## Start DATA PROVIDED

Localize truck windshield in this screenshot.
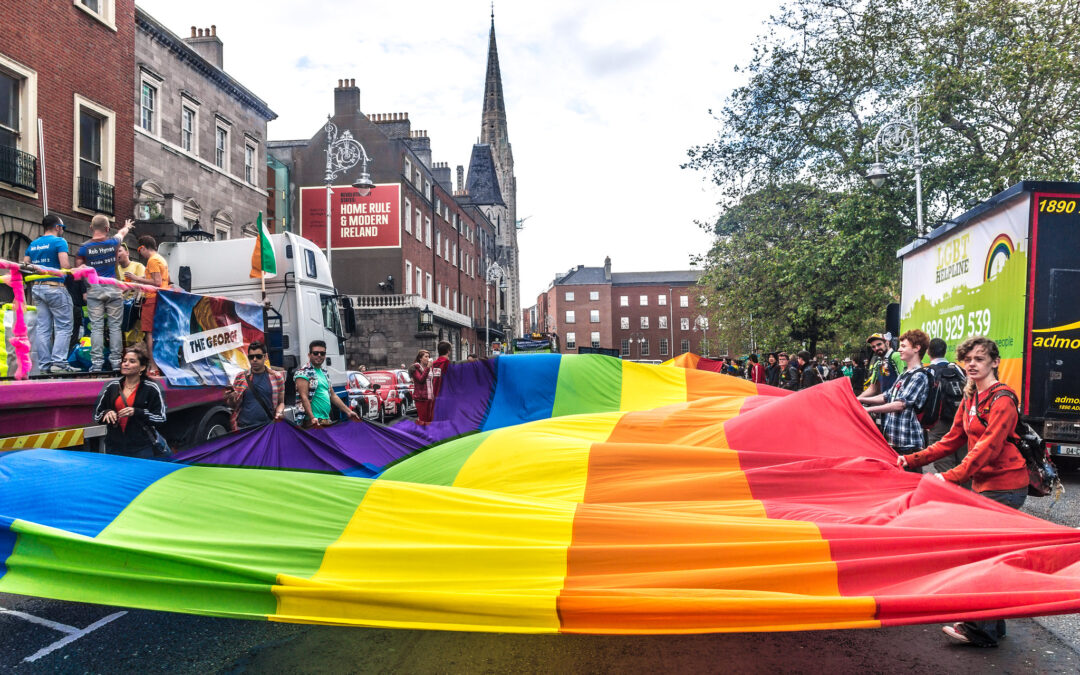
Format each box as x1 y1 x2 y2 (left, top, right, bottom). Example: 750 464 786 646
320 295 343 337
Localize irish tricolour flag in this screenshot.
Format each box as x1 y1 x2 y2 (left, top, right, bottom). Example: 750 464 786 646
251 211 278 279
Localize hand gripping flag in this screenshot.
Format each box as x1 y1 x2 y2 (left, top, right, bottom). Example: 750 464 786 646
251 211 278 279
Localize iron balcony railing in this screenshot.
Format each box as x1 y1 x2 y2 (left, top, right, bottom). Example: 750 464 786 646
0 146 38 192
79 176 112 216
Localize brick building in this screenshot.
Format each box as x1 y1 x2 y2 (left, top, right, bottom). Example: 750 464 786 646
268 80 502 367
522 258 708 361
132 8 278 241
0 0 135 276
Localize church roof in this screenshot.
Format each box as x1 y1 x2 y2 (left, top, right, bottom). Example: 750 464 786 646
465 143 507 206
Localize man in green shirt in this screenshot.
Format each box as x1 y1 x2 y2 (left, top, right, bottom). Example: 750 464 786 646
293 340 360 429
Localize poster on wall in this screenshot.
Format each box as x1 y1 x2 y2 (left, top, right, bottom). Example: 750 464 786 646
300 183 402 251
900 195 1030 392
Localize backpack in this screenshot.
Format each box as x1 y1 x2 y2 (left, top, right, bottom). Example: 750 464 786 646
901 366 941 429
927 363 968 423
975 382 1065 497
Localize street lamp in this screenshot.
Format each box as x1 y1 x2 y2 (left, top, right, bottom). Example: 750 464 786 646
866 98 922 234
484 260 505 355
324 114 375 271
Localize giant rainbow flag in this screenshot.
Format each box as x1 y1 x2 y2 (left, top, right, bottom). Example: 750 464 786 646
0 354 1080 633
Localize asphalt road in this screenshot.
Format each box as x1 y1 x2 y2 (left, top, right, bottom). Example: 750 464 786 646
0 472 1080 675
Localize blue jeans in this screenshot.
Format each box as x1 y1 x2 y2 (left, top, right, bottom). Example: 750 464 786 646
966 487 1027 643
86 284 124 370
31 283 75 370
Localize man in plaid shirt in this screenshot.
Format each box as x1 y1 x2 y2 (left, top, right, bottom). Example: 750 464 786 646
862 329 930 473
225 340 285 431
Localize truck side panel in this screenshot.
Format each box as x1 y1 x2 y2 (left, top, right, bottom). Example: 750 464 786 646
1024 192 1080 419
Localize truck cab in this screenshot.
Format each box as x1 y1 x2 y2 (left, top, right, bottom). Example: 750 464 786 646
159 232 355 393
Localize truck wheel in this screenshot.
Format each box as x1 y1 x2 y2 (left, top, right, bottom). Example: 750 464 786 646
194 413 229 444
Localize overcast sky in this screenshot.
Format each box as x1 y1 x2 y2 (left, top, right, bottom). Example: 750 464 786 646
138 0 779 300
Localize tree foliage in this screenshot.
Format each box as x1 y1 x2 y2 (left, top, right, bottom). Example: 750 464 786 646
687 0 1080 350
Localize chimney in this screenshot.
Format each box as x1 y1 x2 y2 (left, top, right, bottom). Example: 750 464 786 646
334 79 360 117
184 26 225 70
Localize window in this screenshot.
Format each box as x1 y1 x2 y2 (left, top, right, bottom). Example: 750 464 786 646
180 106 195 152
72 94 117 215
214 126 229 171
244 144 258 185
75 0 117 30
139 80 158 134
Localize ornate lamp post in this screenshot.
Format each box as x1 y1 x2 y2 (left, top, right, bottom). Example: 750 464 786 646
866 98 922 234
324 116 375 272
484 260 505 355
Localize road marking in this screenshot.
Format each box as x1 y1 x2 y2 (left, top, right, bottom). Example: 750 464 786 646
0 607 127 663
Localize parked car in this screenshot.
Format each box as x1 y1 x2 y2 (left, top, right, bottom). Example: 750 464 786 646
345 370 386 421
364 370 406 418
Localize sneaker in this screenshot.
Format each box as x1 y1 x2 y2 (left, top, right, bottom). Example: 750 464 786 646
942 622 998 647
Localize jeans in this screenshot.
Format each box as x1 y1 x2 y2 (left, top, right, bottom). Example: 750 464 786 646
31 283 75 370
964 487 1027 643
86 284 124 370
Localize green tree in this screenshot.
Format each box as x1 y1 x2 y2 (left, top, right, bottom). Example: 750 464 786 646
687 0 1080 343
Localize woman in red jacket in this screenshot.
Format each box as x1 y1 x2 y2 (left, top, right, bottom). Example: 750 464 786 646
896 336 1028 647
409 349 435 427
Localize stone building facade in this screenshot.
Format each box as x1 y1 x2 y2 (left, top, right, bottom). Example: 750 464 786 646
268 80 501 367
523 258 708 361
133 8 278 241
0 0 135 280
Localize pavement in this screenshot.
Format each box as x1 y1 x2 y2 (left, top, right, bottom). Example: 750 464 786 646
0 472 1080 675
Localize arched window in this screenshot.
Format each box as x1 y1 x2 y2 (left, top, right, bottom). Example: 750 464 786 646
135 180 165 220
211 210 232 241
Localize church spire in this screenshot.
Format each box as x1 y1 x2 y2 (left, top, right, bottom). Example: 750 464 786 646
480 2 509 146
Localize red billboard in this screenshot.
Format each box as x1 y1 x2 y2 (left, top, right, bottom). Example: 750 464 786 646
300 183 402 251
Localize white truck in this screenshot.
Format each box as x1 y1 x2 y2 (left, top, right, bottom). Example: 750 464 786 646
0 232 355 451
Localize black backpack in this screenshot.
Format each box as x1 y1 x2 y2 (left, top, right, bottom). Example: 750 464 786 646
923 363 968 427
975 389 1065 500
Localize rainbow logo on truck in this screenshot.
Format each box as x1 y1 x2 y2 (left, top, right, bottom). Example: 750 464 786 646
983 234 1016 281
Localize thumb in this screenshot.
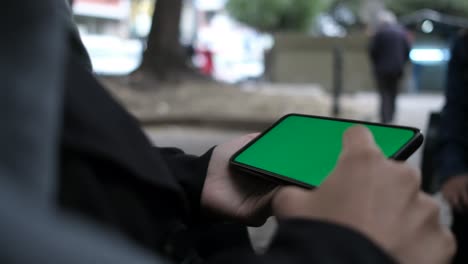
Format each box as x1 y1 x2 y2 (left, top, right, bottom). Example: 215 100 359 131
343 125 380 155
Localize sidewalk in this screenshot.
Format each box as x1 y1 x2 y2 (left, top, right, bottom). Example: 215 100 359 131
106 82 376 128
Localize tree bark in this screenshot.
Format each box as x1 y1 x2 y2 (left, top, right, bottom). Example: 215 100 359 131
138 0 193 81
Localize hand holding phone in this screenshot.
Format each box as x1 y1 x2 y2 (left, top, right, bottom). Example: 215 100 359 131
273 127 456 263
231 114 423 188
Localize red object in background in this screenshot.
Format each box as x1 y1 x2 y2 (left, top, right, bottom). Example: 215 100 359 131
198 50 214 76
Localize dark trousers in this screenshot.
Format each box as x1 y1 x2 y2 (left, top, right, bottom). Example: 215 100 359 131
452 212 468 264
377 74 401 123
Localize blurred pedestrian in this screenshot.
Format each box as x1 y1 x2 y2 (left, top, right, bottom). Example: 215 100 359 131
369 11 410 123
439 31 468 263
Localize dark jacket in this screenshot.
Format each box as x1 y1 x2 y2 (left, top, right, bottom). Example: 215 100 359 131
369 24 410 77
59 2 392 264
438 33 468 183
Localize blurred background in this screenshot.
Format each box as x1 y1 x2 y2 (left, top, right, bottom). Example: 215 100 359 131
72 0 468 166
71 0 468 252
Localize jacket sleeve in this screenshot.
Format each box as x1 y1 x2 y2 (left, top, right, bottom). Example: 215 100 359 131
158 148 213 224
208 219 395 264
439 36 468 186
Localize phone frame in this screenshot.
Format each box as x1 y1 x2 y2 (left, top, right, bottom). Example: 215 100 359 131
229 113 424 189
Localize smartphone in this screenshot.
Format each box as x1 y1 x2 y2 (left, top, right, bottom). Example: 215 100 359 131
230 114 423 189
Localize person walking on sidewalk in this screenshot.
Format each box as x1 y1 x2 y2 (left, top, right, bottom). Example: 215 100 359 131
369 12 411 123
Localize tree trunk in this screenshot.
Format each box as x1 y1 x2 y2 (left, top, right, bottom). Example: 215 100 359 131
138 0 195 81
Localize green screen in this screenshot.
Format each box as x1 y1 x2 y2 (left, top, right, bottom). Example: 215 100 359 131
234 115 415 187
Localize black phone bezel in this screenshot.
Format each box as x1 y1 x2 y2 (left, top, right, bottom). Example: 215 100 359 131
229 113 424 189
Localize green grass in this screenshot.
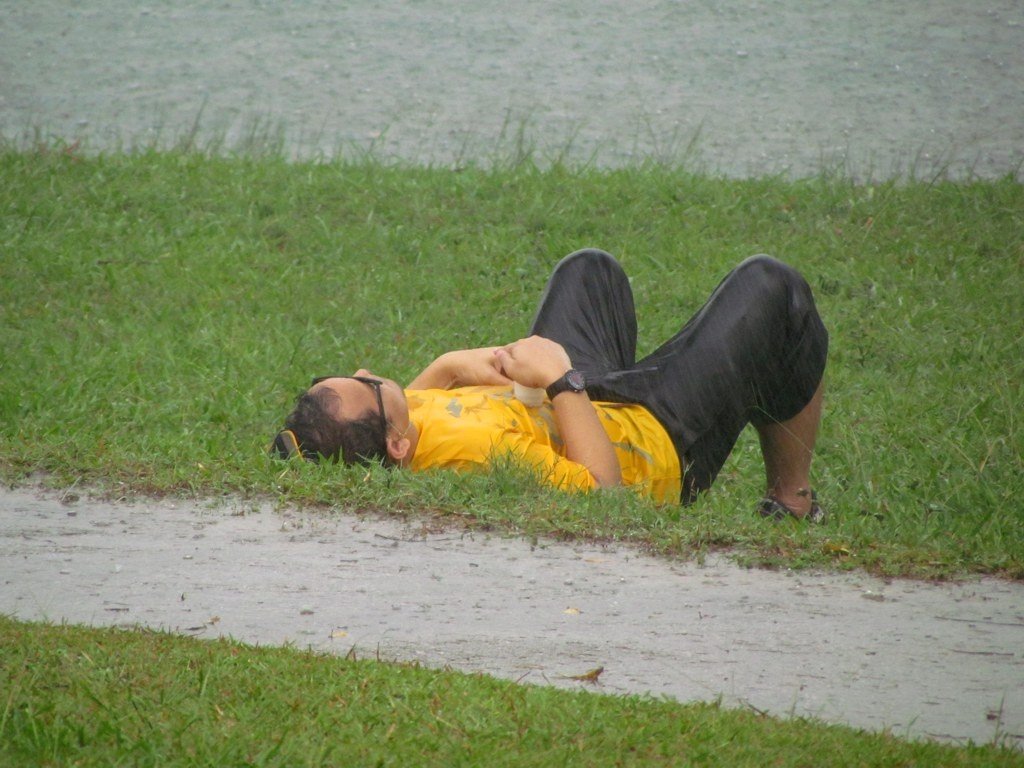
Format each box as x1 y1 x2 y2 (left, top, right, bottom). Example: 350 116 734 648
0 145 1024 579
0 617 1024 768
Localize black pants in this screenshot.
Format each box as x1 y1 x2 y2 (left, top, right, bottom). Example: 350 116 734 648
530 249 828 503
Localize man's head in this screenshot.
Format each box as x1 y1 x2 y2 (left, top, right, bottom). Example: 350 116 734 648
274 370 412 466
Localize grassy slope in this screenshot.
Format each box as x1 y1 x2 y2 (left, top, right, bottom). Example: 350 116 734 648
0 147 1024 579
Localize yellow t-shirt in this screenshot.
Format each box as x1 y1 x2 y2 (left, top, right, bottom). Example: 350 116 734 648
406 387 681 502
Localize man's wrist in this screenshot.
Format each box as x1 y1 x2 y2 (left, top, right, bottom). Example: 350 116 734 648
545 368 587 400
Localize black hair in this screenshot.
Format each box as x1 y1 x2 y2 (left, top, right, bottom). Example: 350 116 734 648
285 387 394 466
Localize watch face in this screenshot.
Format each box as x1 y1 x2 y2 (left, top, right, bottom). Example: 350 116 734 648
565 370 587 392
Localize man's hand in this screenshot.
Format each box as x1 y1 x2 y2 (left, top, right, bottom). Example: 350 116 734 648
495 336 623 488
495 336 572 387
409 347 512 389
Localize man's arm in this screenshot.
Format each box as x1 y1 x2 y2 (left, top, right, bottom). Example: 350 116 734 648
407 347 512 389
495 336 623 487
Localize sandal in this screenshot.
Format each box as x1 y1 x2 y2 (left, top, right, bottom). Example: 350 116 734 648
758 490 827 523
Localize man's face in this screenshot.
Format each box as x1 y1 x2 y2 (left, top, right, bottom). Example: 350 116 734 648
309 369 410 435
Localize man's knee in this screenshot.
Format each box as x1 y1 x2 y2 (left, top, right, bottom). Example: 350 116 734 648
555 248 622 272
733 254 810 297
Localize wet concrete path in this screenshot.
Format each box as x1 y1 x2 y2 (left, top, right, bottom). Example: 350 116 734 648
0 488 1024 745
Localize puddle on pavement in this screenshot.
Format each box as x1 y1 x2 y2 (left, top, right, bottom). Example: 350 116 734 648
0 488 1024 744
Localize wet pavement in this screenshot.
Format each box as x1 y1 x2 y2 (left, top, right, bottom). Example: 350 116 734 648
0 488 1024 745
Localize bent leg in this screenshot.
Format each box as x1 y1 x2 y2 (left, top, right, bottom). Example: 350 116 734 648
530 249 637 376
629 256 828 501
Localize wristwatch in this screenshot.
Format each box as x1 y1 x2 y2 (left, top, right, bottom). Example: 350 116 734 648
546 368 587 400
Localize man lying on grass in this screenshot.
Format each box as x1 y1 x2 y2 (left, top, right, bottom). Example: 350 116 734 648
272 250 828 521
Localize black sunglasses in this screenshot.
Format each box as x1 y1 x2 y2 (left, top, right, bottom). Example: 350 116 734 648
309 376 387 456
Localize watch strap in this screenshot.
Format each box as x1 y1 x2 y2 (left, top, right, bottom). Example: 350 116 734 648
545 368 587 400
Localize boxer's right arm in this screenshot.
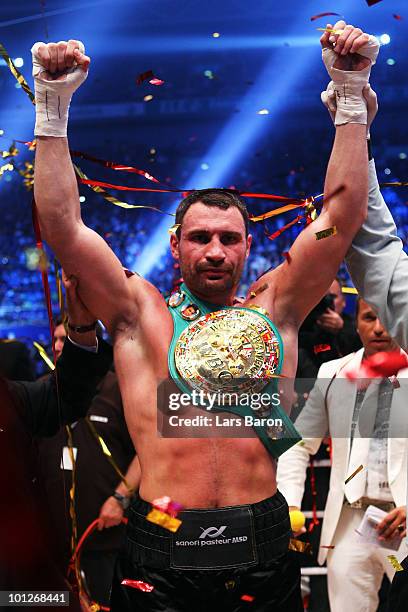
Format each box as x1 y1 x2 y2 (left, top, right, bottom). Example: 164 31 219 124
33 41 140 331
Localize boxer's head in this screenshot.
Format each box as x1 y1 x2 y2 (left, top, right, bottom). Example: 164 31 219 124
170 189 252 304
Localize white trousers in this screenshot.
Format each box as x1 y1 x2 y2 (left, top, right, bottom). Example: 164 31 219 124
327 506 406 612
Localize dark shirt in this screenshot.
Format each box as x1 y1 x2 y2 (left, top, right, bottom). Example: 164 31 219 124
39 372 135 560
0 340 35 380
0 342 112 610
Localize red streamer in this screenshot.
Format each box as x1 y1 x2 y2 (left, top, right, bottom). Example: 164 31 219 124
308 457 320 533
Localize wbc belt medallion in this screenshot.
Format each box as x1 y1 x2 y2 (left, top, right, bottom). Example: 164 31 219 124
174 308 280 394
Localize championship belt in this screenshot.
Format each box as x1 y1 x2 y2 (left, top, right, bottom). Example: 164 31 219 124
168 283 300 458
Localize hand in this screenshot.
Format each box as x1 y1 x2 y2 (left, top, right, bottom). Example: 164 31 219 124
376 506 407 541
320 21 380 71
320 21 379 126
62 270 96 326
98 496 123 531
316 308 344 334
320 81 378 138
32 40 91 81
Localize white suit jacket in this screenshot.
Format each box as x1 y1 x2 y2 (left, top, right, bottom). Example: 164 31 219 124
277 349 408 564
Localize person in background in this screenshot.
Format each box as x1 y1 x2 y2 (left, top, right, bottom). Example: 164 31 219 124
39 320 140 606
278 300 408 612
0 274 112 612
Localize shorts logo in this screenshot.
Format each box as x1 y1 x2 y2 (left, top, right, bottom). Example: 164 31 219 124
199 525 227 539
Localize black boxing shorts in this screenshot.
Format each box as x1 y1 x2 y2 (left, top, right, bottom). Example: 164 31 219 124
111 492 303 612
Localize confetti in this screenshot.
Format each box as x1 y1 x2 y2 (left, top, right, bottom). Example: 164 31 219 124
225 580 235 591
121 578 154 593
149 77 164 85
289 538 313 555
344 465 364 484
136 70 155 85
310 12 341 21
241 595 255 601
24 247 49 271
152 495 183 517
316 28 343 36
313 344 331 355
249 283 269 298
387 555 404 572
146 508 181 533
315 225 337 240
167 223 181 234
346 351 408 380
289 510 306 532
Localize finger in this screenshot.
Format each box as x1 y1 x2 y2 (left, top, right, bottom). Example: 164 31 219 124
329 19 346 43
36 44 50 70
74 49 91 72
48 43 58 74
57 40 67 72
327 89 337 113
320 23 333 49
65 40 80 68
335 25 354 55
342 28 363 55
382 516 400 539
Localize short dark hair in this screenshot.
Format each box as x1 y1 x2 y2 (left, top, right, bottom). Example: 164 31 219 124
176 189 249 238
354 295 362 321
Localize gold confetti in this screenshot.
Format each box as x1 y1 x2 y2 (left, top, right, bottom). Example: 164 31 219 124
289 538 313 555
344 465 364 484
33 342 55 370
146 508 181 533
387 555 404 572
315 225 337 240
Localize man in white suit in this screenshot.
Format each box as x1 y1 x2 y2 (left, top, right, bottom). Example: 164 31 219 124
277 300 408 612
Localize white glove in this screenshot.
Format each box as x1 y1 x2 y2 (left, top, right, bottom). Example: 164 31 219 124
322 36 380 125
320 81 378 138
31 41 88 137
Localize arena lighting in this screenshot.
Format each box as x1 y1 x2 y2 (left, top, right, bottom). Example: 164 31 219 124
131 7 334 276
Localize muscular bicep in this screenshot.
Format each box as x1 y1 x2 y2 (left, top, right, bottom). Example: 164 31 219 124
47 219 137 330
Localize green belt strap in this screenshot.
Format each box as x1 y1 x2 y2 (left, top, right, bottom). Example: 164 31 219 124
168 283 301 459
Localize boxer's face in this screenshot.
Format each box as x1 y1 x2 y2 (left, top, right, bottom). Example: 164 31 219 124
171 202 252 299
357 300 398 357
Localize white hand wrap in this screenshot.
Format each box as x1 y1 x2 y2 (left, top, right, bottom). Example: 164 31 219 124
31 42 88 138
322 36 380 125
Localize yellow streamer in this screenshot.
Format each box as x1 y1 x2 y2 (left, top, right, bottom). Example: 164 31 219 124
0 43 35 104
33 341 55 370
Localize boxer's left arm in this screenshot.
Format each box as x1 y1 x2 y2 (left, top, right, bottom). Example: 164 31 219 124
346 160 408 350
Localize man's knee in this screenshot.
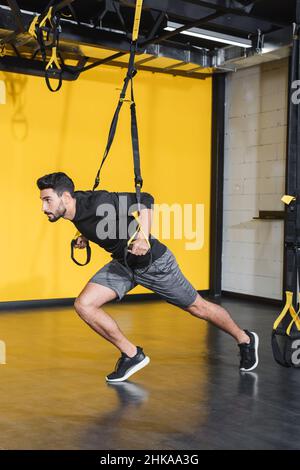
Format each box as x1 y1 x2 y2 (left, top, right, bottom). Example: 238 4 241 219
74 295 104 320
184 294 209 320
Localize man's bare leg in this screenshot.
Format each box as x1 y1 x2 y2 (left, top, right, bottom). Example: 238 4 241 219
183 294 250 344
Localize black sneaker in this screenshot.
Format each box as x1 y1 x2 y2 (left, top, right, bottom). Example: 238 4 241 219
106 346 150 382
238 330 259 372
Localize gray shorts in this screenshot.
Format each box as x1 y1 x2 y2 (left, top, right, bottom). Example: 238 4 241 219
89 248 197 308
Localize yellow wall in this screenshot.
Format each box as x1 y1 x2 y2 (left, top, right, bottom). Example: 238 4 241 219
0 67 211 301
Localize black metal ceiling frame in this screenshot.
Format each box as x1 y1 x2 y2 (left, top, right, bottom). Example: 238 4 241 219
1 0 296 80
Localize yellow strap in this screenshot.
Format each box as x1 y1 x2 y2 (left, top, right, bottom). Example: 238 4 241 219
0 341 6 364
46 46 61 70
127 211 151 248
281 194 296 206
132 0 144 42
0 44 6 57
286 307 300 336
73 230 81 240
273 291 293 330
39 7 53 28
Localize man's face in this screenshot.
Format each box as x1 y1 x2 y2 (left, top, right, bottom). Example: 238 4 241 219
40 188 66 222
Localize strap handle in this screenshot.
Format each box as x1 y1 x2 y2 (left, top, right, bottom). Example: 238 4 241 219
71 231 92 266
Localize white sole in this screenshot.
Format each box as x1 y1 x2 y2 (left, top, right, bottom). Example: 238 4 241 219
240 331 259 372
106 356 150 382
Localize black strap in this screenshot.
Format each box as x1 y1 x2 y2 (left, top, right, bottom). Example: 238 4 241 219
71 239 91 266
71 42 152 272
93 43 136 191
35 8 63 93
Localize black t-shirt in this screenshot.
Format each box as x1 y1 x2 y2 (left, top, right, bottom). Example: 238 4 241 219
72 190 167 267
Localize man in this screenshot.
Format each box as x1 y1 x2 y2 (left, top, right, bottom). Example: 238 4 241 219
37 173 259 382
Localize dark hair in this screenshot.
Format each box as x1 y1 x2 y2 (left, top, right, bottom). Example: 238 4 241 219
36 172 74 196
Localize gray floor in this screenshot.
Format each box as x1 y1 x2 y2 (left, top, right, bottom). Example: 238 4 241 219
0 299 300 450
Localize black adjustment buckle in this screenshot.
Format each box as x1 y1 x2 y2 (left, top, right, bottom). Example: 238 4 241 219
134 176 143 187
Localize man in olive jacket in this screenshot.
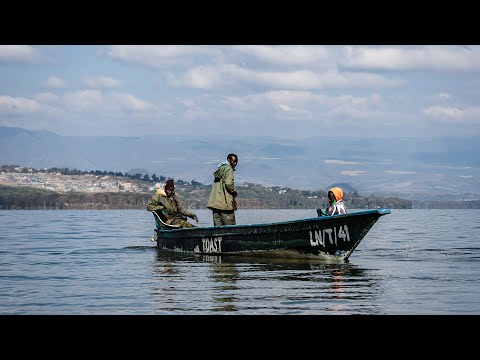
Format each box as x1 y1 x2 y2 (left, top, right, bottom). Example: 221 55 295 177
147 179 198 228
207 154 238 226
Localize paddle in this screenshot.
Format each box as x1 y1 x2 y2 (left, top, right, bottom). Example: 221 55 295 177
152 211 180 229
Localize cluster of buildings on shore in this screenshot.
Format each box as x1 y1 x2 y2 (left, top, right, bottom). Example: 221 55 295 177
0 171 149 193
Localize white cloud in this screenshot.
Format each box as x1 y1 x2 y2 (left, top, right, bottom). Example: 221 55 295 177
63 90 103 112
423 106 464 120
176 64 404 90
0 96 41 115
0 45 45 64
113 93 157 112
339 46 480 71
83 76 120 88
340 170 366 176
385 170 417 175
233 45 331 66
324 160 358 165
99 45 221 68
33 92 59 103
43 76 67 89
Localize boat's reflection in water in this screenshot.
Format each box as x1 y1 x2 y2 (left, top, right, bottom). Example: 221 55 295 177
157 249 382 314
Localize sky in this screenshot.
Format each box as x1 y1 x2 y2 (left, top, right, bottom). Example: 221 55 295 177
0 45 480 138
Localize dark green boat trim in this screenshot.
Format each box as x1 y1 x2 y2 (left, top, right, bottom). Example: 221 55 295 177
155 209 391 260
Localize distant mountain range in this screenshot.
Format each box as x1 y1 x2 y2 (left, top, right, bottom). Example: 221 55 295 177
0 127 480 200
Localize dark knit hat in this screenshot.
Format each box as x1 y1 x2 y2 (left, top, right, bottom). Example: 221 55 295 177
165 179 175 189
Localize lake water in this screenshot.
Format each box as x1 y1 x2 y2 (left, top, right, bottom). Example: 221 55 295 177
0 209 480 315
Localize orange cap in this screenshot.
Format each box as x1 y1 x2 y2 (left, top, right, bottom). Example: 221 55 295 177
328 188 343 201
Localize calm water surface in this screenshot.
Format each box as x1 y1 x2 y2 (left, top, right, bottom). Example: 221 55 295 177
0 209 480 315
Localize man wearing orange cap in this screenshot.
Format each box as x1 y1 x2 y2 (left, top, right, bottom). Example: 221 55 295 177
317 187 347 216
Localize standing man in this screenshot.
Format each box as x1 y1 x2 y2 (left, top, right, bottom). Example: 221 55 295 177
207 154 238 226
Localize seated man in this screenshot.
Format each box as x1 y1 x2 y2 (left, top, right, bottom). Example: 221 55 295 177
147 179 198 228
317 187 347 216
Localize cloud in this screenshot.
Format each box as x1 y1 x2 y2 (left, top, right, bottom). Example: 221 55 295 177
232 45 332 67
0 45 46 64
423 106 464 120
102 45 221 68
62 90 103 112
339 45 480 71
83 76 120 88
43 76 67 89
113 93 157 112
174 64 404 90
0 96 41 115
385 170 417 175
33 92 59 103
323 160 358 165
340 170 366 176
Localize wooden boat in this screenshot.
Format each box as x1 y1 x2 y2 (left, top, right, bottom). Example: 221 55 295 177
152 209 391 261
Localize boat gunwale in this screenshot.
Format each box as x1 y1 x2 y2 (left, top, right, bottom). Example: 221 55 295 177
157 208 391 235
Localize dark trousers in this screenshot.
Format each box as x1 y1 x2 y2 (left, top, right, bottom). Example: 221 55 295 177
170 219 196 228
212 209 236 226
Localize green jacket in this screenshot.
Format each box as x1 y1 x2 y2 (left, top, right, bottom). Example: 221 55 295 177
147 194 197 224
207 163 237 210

## End DATA PROVIDED

Please convert the records between the line holding "Localize boxer's face in this screenshot." and the line holding "184 294 209 320", inclusive, into a two-column CSV with the headers text and answer, one row per record. Put each value in a single quoted field with line breaks replaced by spaces, and leave out the pictures.

text,answer
"Localize boxer's face in this screenshot. Format each box as x1 y1 x2 y2 (left, top, right, bottom). Example: 164 31 219 124","171 202 252 299 357 300 398 357"
"Localize white hand wrap in this screenshot. Format each box as x1 y1 x2 y2 (left, top, right, bottom). Example: 164 31 219 124","31 42 88 138 322 36 380 125"
"Localize yellow streamer in this screenshot. Format each box as x1 y1 x2 y2 (left, top, right, bottom). Example: 164 31 219 124","0 43 35 104 33 341 55 370"
"Localize boxer's left arm in this screenshot. Format each box as x1 y1 x2 y2 (left, top, right, bottom). Example: 164 31 219 124","346 160 408 350"
"Localize man's knee in this screenshot. Format each box as x1 y1 x2 y2 (left, top, right, bottom). Example: 238 4 241 219","74 295 104 320 184 294 209 320"